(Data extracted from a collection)
^^^^^^^^
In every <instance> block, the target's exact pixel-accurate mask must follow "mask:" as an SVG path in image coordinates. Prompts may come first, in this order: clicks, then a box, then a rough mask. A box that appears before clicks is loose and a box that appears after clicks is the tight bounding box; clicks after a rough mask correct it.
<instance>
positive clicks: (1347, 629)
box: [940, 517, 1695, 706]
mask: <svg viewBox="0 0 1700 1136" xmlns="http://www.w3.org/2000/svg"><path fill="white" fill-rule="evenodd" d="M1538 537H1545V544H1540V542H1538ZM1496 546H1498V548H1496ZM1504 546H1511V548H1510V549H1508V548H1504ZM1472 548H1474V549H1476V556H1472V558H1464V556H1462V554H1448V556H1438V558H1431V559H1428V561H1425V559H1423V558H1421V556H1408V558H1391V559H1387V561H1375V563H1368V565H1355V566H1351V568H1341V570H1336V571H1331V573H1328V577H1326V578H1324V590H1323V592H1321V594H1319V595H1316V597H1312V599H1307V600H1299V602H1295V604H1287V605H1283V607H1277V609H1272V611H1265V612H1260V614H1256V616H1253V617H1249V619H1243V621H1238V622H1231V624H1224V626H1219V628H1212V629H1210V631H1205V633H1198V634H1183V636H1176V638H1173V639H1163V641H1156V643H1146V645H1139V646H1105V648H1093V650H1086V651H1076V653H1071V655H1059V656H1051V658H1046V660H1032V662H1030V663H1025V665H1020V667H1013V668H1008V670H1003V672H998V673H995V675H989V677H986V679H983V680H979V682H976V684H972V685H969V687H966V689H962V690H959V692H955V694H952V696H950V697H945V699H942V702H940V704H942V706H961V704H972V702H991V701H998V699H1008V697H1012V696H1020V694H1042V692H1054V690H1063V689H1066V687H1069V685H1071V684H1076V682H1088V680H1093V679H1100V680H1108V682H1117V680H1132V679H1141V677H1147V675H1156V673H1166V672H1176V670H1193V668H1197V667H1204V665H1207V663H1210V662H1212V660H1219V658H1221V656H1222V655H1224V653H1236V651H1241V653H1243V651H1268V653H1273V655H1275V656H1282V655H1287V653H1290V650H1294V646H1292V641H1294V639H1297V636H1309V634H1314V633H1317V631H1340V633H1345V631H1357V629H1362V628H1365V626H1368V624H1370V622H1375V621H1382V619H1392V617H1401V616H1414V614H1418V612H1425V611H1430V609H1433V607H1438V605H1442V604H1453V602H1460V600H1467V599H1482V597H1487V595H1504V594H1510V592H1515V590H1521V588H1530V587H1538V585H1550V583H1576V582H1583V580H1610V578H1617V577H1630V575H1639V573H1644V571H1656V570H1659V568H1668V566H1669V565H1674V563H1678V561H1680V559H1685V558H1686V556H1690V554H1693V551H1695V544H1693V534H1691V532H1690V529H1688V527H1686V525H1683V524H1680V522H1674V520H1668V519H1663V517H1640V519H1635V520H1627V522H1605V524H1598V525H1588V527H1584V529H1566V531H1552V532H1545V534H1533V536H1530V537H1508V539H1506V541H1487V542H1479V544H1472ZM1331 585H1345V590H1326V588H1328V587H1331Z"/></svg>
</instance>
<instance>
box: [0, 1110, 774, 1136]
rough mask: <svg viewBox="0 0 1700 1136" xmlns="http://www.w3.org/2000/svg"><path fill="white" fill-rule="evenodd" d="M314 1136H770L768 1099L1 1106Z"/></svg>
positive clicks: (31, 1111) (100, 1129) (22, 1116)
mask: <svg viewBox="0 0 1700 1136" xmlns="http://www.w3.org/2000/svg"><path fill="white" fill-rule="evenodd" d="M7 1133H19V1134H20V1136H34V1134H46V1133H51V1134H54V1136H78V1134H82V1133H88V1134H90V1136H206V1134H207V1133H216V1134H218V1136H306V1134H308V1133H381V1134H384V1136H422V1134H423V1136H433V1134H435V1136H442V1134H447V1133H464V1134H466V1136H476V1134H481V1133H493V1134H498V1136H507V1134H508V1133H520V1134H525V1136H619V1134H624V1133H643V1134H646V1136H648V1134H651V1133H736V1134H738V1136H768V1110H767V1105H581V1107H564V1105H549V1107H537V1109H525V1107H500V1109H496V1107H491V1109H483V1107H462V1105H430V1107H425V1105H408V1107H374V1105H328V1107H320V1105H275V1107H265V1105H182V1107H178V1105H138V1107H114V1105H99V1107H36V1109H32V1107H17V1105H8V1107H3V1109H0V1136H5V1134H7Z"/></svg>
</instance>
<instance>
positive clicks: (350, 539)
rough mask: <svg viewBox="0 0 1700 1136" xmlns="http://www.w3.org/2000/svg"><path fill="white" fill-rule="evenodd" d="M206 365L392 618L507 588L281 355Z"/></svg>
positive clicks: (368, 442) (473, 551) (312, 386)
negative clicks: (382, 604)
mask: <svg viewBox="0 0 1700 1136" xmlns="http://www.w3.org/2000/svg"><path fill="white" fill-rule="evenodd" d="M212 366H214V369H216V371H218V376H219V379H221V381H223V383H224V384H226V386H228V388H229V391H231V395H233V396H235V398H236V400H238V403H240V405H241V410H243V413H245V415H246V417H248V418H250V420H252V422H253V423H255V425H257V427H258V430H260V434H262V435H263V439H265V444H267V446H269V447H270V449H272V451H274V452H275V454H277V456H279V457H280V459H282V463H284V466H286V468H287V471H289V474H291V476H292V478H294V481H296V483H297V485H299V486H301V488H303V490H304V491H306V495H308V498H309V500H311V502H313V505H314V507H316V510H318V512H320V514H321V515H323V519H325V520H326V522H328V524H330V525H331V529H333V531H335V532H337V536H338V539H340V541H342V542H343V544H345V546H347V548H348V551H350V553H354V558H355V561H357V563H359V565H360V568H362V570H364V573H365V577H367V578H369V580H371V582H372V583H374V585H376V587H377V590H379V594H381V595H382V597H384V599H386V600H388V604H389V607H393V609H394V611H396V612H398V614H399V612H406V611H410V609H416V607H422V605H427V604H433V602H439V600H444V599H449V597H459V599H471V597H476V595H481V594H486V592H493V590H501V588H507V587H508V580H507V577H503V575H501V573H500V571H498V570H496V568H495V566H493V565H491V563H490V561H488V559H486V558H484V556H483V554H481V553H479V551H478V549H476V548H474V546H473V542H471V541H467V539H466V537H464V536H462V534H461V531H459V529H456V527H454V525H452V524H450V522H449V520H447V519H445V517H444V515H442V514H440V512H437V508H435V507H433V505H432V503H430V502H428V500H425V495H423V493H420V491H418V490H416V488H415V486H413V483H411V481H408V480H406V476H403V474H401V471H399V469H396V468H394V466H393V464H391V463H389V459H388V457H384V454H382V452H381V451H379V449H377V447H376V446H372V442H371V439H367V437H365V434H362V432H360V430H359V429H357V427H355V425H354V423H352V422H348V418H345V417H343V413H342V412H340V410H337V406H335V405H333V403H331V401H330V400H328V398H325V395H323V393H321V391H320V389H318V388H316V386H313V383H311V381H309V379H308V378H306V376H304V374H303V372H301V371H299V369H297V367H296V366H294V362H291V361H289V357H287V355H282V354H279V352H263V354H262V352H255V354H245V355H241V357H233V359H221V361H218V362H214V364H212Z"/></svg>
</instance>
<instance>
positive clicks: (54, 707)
^^^^^^^^
→ Problem requirements: Within the data above, the span starting at the line containing "positive clicks: (350, 539)" and ending at the line containing "positive clicks: (368, 442)" is to be retyped exactly, with no other lines.

→ Final answer:
positive clicks: (350, 539)
rough mask: <svg viewBox="0 0 1700 1136" xmlns="http://www.w3.org/2000/svg"><path fill="white" fill-rule="evenodd" d="M206 365L392 618L507 588L281 355Z"/></svg>
positive clicks: (368, 442) (473, 551) (312, 386)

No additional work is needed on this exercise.